Output an exact reproduction of the data.
+---+
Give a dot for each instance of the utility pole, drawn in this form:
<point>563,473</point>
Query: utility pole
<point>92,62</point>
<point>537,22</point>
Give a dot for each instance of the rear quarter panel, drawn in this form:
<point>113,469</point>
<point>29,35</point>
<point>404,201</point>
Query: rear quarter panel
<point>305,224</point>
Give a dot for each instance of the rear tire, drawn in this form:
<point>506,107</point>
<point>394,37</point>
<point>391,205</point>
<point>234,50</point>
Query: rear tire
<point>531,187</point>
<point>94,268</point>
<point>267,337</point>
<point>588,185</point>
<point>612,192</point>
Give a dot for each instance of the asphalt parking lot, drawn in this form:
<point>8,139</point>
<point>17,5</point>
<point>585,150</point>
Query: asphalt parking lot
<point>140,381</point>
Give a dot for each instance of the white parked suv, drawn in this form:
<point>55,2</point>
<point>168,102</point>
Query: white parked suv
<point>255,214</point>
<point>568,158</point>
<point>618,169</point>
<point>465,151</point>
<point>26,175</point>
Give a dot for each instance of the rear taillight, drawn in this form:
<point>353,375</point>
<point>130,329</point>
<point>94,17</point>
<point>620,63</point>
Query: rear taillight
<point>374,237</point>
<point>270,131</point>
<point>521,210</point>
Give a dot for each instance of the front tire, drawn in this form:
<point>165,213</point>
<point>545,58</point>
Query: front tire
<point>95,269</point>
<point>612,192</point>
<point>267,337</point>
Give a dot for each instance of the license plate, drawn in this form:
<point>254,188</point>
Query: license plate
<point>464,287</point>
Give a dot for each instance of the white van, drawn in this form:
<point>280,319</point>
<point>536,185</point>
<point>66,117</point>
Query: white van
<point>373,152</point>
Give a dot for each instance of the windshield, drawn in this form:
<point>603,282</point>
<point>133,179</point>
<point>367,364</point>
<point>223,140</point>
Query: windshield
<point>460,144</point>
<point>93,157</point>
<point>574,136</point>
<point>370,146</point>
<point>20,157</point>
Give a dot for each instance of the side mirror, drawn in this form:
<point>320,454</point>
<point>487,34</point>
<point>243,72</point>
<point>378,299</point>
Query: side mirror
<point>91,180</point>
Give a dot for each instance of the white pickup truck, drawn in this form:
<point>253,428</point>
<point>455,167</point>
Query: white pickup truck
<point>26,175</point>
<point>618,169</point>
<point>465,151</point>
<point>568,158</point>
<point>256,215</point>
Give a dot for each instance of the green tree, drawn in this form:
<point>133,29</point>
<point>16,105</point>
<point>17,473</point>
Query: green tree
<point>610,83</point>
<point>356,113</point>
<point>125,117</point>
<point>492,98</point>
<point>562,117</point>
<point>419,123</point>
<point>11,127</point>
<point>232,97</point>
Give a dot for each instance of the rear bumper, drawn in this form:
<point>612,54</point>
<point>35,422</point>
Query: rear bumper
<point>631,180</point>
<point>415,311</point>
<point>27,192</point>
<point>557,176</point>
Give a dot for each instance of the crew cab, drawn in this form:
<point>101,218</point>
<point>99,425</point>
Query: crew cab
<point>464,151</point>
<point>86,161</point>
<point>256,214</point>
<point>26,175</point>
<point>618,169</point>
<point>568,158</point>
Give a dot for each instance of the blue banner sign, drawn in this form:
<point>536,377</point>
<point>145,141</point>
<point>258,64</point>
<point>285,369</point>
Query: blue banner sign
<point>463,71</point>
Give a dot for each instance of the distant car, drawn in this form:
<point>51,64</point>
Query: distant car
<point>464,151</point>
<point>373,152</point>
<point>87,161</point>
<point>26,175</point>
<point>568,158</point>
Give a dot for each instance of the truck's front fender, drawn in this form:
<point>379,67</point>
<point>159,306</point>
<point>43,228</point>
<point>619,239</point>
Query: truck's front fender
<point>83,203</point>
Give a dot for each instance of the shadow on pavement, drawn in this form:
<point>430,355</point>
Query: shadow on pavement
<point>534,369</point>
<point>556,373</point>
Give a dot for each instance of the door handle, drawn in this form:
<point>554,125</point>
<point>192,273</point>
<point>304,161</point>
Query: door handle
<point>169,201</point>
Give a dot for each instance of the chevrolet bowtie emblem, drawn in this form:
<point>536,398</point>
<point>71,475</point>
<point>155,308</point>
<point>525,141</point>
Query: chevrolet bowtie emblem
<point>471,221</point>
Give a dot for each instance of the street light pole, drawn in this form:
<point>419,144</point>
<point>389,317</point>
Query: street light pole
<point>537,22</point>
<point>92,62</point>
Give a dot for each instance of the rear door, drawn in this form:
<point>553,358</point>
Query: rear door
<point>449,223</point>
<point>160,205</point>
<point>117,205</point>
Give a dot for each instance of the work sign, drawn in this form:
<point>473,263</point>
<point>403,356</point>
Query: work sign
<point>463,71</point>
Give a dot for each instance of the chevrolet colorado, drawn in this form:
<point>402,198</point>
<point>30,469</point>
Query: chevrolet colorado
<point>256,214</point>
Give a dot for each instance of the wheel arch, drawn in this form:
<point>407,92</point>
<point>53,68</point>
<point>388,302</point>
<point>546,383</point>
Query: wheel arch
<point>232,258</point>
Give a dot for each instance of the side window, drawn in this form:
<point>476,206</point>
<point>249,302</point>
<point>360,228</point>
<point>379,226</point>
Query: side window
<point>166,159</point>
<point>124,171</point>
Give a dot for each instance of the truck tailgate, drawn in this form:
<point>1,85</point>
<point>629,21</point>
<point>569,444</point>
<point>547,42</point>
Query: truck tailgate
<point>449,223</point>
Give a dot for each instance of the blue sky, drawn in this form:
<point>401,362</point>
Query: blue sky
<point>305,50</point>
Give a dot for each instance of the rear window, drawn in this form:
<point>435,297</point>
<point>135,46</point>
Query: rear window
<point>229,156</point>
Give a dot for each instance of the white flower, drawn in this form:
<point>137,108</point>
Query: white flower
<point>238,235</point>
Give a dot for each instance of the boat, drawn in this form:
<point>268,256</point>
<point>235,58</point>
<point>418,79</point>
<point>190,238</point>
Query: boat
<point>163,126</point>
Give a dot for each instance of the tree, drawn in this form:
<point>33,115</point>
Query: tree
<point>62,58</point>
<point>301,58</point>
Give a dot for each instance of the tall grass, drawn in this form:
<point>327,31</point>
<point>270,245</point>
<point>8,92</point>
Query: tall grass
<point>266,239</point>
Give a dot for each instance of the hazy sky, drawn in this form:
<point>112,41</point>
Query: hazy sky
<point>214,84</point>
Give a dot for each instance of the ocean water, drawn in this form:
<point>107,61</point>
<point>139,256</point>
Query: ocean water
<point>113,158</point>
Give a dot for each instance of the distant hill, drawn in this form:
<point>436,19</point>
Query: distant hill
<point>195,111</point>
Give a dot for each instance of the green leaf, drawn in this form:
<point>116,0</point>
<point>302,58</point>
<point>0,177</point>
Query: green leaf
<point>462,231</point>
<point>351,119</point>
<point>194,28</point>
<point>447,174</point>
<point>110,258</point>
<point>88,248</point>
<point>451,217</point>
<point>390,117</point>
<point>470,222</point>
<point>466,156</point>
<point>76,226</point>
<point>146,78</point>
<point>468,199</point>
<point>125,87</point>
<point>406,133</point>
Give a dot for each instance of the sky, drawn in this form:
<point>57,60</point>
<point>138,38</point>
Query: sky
+---+
## ANSWER TO THE EXERCISE
Give a dot for each instance of the utility pole, drawn in this form:
<point>563,473</point>
Query: utility pole
<point>92,62</point>
<point>537,22</point>
Give a dot for each instance of the rear quarter panel, drawn in this form:
<point>113,469</point>
<point>29,35</point>
<point>404,201</point>
Query: rear quarter panel
<point>305,224</point>
Give a dot for each instance of the rear tire, drawn in this form:
<point>506,107</point>
<point>394,37</point>
<point>391,205</point>
<point>234,50</point>
Query: rear tire
<point>531,187</point>
<point>94,268</point>
<point>267,337</point>
<point>588,185</point>
<point>612,192</point>
Give a dot for each instance of the asphalt parking lot, drawn in this form:
<point>8,139</point>
<point>17,5</point>
<point>585,150</point>
Query: asphalt parking lot
<point>140,381</point>
Give a dot for each instance of the white parked suv, drawn in this form:
<point>55,2</point>
<point>168,102</point>
Query: white parked suv
<point>255,214</point>
<point>568,158</point>
<point>618,169</point>
<point>465,151</point>
<point>26,175</point>
Give a dot for each instance of the rear taillight, drawn in this form:
<point>353,375</point>
<point>130,329</point>
<point>94,17</point>
<point>620,63</point>
Query: rear taillight
<point>374,237</point>
<point>270,131</point>
<point>521,210</point>
Give a dot for each instance of the front tire, drawn in this form:
<point>165,213</point>
<point>545,58</point>
Query: front tire
<point>95,269</point>
<point>612,192</point>
<point>267,337</point>
Give a dot for each instance of the license plate, drawn in this form:
<point>254,188</point>
Query: license plate
<point>464,287</point>
Give a dot for each instance of the white van, drawn in this form:
<point>280,319</point>
<point>536,185</point>
<point>66,117</point>
Query: white van
<point>373,152</point>
Give a dot for each instance of the windshield, drawn in this form:
<point>603,282</point>
<point>133,179</point>
<point>367,364</point>
<point>223,140</point>
Query: windshield
<point>460,144</point>
<point>93,157</point>
<point>574,136</point>
<point>370,146</point>
<point>20,157</point>
Give a dot for each instance of the side mirror, drawn in this form:
<point>320,454</point>
<point>487,34</point>
<point>243,72</point>
<point>378,299</point>
Query: side mirror
<point>91,180</point>
Give a dot for each instance of the white pickup truck, drawn in this form:
<point>253,428</point>
<point>455,167</point>
Query: white pickup truck
<point>26,175</point>
<point>618,169</point>
<point>465,151</point>
<point>568,158</point>
<point>256,215</point>
Give a dot for each instance of the green tree, drawn in this form:
<point>133,29</point>
<point>16,105</point>
<point>17,473</point>
Query: green tree
<point>610,83</point>
<point>356,113</point>
<point>125,117</point>
<point>492,98</point>
<point>562,117</point>
<point>419,123</point>
<point>11,127</point>
<point>232,97</point>
Give a dot for each instance of the rear bumper, drawn in this form:
<point>612,54</point>
<point>35,422</point>
Query: rear bumper
<point>631,180</point>
<point>415,311</point>
<point>27,192</point>
<point>557,176</point>
Give a dot for each instance of the crew cab, drawn in this form:
<point>101,218</point>
<point>99,425</point>
Query: crew cab
<point>464,151</point>
<point>86,161</point>
<point>256,214</point>
<point>26,175</point>
<point>618,169</point>
<point>568,158</point>
Give a dot for each instance of the blue banner sign, drawn in this form:
<point>536,377</point>
<point>145,141</point>
<point>258,64</point>
<point>285,369</point>
Query: blue banner sign
<point>463,71</point>
Give a dot for each instance of the distant car, drawn in this form:
<point>51,64</point>
Query: distant car
<point>464,151</point>
<point>373,152</point>
<point>87,161</point>
<point>26,175</point>
<point>568,158</point>
Give a dot for each instance of the truck's front fender, drawn in this form:
<point>379,67</point>
<point>159,306</point>
<point>43,228</point>
<point>619,239</point>
Query: truck's front fender
<point>83,203</point>
Give a dot for each instance of the shadow on pavement, drawn in this form:
<point>430,355</point>
Query: shadow on pavement
<point>534,369</point>
<point>556,373</point>
Give a dot for each instance of the door handle, drawn in this form:
<point>554,125</point>
<point>192,273</point>
<point>304,161</point>
Query: door handle
<point>169,201</point>
Give a dot for each instance of the chevrolet bowtie emblem, drawn in this form:
<point>536,398</point>
<point>71,475</point>
<point>155,308</point>
<point>525,141</point>
Query: chevrolet bowtie emblem
<point>471,221</point>
Give a dot for each instance of the street light pole, drawn in this form:
<point>419,144</point>
<point>389,317</point>
Query: street light pole
<point>537,22</point>
<point>92,62</point>
Give a dot for each instance of the rear door, drawn in this form:
<point>553,358</point>
Query: rear door
<point>449,223</point>
<point>160,205</point>
<point>117,205</point>
Give a dot for each instance of the work sign, drawn in this form:
<point>473,263</point>
<point>403,356</point>
Query: work sign
<point>463,71</point>
Give a dot for each instance of the chevrolet colorado, drawn in this form:
<point>402,198</point>
<point>30,469</point>
Query: chevrolet colorado
<point>256,214</point>
Give a dot for each instance of the wheel arch, drawn in this form:
<point>407,92</point>
<point>53,68</point>
<point>388,302</point>
<point>546,383</point>
Query: wheel arch
<point>232,258</point>
Give a dot for each instance of the side window, drawn in this form:
<point>476,206</point>
<point>249,302</point>
<point>360,228</point>
<point>379,226</point>
Query: side window
<point>166,159</point>
<point>124,171</point>
Give a dot for each instance of the truck tailgate, drawn in this form:
<point>1,85</point>
<point>629,21</point>
<point>569,444</point>
<point>547,42</point>
Query: truck tailgate
<point>449,223</point>
Give a dot for each instance of the blue sky, drawn in this form:
<point>401,362</point>
Query: blue sky
<point>305,50</point>
Give a dot for each instance of the rear window, drawn in this form:
<point>435,297</point>
<point>135,46</point>
Query: rear window
<point>229,156</point>
Give a dot for each instance of the white flower, drawn in this form:
<point>137,108</point>
Query: white flower
<point>238,235</point>
Give a dot for each instance of the boat, drawn in this form:
<point>268,256</point>
<point>235,58</point>
<point>418,79</point>
<point>190,238</point>
Query: boat
<point>163,126</point>
Give a dot for each instance of the tree, drawn in this form:
<point>33,115</point>
Query: tree
<point>62,58</point>
<point>301,58</point>
Give a dot for each instance of the tall grass, drawn in this form:
<point>327,31</point>
<point>270,245</point>
<point>8,92</point>
Query: tall grass
<point>266,239</point>
Give a dot for each instance of the hazy sky, drawn in this form:
<point>112,41</point>
Query: hazy sky
<point>214,84</point>
Give a dot for each instance of the ocean water, drawn in this form:
<point>107,61</point>
<point>139,256</point>
Query: ocean water
<point>113,158</point>
Give a dot for each instance of the distant hill, drawn in this form:
<point>436,19</point>
Query: distant hill
<point>195,111</point>
Give a dot for each instance of the green leaf, drawn in this form:
<point>116,0</point>
<point>302,58</point>
<point>0,177</point>
Query: green leaf
<point>462,231</point>
<point>351,119</point>
<point>194,28</point>
<point>447,174</point>
<point>110,258</point>
<point>88,248</point>
<point>451,217</point>
<point>390,117</point>
<point>470,222</point>
<point>466,156</point>
<point>76,226</point>
<point>146,78</point>
<point>468,199</point>
<point>125,87</point>
<point>406,133</point>
Give a dot for each instance of the sky, drawn in this form:
<point>57,60</point>
<point>138,38</point>
Query: sky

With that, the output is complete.